──────── GIVEN ENTRIES

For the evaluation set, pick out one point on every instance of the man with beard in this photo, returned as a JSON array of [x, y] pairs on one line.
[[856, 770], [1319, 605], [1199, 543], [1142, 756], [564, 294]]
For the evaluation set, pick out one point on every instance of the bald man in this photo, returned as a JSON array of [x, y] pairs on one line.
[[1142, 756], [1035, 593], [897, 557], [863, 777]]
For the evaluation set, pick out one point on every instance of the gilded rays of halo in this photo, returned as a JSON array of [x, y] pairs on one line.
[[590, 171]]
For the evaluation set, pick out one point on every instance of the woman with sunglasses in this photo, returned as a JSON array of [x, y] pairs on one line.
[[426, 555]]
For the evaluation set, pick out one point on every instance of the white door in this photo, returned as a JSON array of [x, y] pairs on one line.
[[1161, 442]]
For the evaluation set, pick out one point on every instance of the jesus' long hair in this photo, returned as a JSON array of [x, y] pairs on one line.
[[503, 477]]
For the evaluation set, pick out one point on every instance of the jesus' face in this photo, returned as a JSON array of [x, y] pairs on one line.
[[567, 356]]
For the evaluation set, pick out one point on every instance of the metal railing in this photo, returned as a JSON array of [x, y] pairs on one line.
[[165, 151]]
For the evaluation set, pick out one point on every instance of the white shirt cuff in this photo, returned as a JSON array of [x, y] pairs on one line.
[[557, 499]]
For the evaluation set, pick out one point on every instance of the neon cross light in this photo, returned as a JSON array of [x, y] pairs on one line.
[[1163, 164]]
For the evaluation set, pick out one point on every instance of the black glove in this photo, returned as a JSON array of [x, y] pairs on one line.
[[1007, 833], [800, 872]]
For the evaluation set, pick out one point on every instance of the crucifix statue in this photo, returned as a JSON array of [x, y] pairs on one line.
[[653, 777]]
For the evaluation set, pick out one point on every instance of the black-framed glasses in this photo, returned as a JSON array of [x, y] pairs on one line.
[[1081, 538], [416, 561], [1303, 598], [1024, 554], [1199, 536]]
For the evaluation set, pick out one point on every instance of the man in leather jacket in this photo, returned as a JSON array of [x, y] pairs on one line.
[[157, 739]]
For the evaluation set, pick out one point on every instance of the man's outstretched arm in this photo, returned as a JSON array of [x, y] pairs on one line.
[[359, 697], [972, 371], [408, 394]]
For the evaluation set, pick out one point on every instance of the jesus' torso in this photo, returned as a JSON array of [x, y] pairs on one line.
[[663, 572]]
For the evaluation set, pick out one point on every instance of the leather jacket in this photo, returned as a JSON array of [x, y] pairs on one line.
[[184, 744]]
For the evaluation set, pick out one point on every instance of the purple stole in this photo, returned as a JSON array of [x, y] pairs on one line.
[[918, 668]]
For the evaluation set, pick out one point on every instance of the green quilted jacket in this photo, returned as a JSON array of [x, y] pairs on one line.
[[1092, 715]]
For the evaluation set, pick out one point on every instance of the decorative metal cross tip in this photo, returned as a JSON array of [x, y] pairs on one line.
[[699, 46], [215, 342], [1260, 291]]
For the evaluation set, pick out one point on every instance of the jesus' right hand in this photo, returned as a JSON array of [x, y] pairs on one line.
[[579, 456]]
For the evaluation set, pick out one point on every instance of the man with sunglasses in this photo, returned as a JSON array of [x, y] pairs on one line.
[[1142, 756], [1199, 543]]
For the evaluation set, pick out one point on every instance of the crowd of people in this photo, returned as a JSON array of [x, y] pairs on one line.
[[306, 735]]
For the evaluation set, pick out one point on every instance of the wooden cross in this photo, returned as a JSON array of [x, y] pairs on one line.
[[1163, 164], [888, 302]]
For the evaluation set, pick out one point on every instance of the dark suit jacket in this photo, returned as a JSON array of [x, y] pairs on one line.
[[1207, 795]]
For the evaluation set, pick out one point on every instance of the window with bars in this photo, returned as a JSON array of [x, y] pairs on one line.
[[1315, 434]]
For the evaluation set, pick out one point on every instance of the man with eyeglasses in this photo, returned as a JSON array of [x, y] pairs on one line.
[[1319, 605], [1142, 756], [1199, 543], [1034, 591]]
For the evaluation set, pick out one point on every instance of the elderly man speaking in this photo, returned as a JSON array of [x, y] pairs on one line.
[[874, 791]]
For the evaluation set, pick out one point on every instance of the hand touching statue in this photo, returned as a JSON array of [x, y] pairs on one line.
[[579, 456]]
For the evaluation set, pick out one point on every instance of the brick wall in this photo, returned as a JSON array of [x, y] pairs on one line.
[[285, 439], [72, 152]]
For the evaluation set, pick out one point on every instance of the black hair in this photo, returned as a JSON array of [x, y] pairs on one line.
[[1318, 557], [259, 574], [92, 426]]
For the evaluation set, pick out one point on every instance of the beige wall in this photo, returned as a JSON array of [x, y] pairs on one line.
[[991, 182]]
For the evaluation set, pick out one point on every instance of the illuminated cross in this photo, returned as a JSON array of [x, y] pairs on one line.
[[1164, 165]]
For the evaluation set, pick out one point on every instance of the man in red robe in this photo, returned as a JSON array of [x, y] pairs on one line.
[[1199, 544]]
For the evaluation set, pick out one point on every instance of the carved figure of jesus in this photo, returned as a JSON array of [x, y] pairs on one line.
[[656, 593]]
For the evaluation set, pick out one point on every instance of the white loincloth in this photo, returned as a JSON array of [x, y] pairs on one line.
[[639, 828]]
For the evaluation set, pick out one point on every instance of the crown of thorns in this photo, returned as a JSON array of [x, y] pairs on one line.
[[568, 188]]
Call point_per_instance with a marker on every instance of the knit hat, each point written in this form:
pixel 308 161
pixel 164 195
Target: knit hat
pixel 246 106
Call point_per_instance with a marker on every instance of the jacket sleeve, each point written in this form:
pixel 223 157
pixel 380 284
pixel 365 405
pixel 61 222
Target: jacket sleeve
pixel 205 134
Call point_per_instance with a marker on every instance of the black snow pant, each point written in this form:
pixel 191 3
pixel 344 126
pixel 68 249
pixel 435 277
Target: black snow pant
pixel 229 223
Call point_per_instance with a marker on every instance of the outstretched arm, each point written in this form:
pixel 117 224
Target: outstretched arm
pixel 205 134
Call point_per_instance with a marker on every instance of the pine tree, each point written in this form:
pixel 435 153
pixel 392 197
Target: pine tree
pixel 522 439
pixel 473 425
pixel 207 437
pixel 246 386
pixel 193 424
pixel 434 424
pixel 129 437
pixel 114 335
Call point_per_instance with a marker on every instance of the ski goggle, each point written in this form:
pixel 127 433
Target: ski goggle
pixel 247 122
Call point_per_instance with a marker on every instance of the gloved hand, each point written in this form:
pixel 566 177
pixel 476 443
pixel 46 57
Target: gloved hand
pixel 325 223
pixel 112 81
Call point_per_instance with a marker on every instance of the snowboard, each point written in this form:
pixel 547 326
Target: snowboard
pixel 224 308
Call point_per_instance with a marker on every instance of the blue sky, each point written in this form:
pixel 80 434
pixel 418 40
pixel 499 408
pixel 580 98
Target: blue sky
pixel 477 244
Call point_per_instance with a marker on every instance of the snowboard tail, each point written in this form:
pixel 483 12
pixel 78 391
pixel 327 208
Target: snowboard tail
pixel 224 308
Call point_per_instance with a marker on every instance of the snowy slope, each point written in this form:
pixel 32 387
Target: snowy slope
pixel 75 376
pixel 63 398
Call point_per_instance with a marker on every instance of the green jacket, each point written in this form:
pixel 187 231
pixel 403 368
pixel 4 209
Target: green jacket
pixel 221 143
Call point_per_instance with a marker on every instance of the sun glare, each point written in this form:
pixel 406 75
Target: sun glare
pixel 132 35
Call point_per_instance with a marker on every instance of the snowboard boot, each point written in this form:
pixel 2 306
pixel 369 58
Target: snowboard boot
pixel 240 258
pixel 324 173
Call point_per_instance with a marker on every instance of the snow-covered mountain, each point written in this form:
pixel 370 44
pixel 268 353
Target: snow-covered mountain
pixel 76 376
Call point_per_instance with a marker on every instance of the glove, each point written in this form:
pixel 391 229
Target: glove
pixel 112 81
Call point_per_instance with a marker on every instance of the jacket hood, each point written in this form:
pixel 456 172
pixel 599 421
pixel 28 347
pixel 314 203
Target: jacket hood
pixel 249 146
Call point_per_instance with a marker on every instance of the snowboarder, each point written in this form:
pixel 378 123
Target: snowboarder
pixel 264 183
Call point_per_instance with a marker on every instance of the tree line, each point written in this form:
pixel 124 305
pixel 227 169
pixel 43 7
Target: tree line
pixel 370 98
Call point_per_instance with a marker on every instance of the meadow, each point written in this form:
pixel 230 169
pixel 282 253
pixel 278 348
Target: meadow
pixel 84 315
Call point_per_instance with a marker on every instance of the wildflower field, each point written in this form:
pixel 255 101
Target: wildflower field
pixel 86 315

────────────────

§ TASK OBJECTIVE: Take every line from the one containing "of the snow-covered" to the end of the listing and output it exactly, with nothing else.

§ RESPONSE TO THE TASK:
Call point_per_instance with a marker on every instance of the snow-covered mountain, each point written in this form:
pixel 370 44
pixel 268 353
Target: snow-covered mountain
pixel 76 376
Call point_per_instance with a marker on every instance of the glove, each point written in this form:
pixel 391 229
Target: glove
pixel 112 81
Call point_per_instance with a marker on every instance of the jacket hood, each point written in this form:
pixel 456 172
pixel 599 421
pixel 28 347
pixel 314 203
Target: jacket hood
pixel 249 146
Call point_per_instance with a marker on every instance of the snowboarder, each point written in this form:
pixel 378 123
Target: snowboarder
pixel 264 183
Call point_per_instance with a marker on every instance of the tree line, each point written in this form:
pixel 124 305
pixel 227 169
pixel 43 7
Target: tree line
pixel 370 98
Call point_per_instance with a marker on every instance of the meadow, each point written in this form:
pixel 230 169
pixel 282 253
pixel 278 348
Target: meadow
pixel 84 315
Call point_per_instance with a marker on every instance of the wildflower field, each point written in this form:
pixel 255 101
Target: wildflower field
pixel 86 315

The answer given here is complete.